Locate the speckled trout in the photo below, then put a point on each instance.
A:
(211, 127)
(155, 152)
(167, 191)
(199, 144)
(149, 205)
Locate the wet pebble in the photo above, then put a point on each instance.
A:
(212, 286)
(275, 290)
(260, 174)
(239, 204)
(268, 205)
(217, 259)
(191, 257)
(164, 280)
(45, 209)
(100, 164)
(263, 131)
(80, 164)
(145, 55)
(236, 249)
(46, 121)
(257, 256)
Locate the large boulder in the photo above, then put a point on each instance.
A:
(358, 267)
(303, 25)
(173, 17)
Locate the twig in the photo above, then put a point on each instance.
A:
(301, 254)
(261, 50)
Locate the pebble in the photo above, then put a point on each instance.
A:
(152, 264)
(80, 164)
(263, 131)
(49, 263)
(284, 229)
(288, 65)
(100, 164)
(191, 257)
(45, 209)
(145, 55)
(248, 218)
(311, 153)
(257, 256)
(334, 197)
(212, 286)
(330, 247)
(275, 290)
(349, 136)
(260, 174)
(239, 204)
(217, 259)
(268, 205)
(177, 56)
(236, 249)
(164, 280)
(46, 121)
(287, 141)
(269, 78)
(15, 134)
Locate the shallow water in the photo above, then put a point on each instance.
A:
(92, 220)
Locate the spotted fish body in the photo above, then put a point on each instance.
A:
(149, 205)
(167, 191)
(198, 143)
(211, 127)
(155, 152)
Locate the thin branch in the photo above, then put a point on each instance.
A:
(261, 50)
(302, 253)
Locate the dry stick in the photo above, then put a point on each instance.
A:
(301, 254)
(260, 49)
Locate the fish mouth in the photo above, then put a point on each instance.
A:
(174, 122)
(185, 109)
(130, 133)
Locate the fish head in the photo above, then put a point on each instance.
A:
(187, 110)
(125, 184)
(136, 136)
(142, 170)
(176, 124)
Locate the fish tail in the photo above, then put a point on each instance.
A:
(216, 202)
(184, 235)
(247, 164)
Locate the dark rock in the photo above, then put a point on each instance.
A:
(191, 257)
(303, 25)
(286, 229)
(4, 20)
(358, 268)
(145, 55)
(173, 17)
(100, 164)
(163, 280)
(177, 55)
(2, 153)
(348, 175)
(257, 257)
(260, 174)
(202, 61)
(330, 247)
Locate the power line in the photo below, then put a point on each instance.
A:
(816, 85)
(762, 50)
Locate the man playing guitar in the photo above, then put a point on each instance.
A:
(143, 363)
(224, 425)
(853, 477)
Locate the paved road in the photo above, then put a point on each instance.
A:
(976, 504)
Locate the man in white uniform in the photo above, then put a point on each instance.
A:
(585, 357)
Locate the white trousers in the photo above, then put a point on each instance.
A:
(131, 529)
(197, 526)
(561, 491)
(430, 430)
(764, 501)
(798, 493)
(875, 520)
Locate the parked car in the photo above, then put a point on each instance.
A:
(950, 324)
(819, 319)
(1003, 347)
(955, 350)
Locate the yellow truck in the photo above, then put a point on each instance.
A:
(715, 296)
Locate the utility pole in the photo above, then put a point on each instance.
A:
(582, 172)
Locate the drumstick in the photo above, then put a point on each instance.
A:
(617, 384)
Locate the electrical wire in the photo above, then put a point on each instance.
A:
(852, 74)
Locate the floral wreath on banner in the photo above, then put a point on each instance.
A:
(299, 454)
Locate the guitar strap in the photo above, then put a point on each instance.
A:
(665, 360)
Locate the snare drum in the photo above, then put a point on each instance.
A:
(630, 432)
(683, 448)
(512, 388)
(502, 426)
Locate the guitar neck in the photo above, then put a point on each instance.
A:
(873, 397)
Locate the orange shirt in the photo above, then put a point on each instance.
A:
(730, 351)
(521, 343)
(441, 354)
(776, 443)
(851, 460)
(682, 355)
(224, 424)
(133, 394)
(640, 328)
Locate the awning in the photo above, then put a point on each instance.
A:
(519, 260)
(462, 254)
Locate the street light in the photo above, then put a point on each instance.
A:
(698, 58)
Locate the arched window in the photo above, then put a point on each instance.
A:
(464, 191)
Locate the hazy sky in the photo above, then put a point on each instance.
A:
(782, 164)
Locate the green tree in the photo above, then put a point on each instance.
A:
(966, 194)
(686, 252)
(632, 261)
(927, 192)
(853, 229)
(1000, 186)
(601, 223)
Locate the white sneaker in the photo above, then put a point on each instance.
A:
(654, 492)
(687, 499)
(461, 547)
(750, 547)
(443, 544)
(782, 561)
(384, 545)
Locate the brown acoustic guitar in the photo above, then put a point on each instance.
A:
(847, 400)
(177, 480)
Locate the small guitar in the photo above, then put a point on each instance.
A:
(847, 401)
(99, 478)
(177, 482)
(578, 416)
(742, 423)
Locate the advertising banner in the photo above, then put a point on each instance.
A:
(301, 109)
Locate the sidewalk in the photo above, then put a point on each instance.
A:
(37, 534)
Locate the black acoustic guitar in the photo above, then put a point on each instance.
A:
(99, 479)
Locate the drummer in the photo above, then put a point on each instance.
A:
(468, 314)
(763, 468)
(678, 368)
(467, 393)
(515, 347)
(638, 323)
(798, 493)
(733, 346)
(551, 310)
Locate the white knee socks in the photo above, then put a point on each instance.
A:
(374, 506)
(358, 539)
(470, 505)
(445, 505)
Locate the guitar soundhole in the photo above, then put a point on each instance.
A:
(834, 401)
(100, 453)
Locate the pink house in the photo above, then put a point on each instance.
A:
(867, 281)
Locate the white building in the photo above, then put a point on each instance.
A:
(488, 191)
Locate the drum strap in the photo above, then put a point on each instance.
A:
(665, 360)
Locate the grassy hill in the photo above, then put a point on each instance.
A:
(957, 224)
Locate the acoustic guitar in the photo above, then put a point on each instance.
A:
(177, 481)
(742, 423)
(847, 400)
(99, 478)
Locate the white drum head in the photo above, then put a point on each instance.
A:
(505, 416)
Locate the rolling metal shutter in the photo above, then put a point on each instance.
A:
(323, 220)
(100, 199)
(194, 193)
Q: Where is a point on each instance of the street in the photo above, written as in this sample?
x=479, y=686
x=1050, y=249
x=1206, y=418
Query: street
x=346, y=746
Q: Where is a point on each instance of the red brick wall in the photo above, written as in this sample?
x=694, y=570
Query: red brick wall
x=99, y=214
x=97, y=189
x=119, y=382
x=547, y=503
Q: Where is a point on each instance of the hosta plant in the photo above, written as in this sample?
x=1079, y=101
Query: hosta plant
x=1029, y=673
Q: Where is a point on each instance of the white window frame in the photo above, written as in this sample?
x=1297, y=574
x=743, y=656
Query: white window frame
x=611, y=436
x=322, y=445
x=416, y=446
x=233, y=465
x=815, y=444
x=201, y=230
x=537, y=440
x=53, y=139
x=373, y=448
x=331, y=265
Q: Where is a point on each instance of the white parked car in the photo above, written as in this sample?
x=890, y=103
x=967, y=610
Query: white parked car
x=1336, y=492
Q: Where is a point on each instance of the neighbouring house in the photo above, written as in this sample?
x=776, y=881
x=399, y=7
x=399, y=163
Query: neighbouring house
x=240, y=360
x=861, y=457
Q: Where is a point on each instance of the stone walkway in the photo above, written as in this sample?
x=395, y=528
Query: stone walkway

Activity: Copy word for word the stretch of entries above from the line that has "Locate the twig" through the line that has "Locate the pebble", both ends included, and nothing outside it.

Your response:
Locate the twig in the photo above, then put a point on each instance.
A:
(301, 254)
(261, 50)
Locate the pebble in the photo above, then put a point on each instance.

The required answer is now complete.